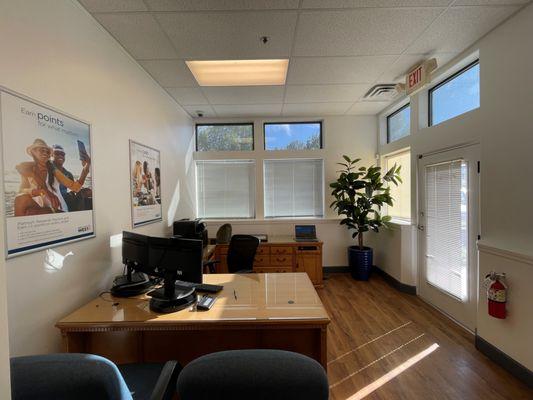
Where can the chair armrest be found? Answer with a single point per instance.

----------

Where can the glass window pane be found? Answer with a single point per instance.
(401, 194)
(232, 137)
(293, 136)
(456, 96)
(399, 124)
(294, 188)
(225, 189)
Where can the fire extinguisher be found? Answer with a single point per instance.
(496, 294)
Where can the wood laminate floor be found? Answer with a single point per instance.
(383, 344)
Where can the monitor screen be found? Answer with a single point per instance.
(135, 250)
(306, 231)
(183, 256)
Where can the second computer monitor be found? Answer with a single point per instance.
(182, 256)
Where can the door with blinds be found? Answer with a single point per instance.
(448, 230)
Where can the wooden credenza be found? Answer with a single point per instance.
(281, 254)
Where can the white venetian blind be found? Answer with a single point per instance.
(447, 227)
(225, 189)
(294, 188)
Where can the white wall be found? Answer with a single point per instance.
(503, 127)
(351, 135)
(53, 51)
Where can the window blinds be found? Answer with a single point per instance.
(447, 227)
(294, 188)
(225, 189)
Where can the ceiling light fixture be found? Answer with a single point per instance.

----------

§ ACTIVITY
The entries above hold the needed span. Transcribe exactly the lines from the one with "Where can the wooden" to the one with "Where can the ceiling", both included.

§ REPLY
Where can the wooden credenza be found? Answer with a single point per instance.
(281, 254)
Where can the white venetian blind be found? Answer with a single point per instance.
(447, 227)
(225, 189)
(294, 188)
Where can the white wall be found? Answer with a single point per instance.
(503, 127)
(351, 135)
(53, 51)
Where can the window blinds be found? Answer with a single point per instance.
(447, 227)
(294, 188)
(225, 189)
Where can the ceiling light fixture be found? Answer with a single point per instance.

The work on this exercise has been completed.